§ Parts of the exercise:
**a)** List every number given in the INMO statement on emergency department overcrowding, whether written in digits or in words.
**b)** From the INMO statement on emergency department overcrowding, return the stretch from "Following consultation with" through "without a bed.".

*** Opening of Passage to read ***

Following consultation with emergency department representatives, the Irish Nurses and Midwives Organisation Executive Council at their meeting today called for the HSE and Government to come up with an immediate operations plan to tackle chronic dangerous overcrowding in our Emergency Departments.
This comes as 92,324 patients have been on trolleys so far this year, a 45% increase on the year previous.
INMO General Secretary, Phil Ní Sheaghdha said:
INMO members in emergency departments are once again sounding the alarm on grim conditions in each emergency department across the country. Today alone there are 526 patients without a bed.
We know anecdotally that many nurses in emergency departments are moving to elsewhere in their hospital or are leaving the profession altogether because of the conditions in which they work and a lack of safe staffing. For example, in St. Vincent’s University Hospital, eighteen nurses are needed for any given shift in the ED, our members there are reporting that in reality only 9-11 nurses are rostered for most shifts. In University Hospital Galway there are over 42 unfilled nursing vacancies in the Emergency Department.

*** Close of Passage to read ***
*** Opening of Data under study ***

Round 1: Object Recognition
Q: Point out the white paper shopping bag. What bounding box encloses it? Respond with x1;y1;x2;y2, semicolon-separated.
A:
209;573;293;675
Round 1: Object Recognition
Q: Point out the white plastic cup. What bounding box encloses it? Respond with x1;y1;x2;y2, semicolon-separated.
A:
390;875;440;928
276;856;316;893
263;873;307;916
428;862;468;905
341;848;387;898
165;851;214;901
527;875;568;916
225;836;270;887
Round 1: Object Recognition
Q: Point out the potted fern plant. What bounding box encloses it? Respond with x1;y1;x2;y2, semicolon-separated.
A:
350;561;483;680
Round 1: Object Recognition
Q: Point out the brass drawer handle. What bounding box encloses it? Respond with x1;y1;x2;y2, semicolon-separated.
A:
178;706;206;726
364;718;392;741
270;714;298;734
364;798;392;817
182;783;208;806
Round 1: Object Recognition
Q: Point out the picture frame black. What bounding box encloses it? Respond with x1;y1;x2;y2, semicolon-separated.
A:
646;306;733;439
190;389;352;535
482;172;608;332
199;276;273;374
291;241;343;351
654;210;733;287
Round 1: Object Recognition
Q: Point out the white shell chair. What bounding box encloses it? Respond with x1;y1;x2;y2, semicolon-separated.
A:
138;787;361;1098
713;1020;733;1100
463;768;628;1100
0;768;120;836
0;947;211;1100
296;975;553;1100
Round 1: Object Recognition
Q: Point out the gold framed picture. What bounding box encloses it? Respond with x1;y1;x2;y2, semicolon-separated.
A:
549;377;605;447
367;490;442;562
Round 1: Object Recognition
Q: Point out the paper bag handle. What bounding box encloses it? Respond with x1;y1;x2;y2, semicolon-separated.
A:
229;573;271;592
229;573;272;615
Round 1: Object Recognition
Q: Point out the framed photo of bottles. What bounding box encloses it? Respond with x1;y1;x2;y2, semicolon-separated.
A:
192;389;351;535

*** Close of Data under study ***

§ Solution list:
**a)**
92,324
45%
526
eighteen
9-11
42

**b)**
Following consultation with emergency department representatives, the Irish Nurses and Midwives Organisation Executive Council at their meeting today called for the HSE and Government to come up with an immediate operations plan to tackle chronic dangerous overcrowding in our Emergency Departments.
This comes as 92,324 patients have been on trolleys so far this year, a 45% increase on the year previous.
INMO General Secretary, Phil Ní Sheaghdha said:
INMO members in emergency departments are once again sounding the alarm on grim conditions in each emergency department across the country. Today alone there are 526 patients without a bed.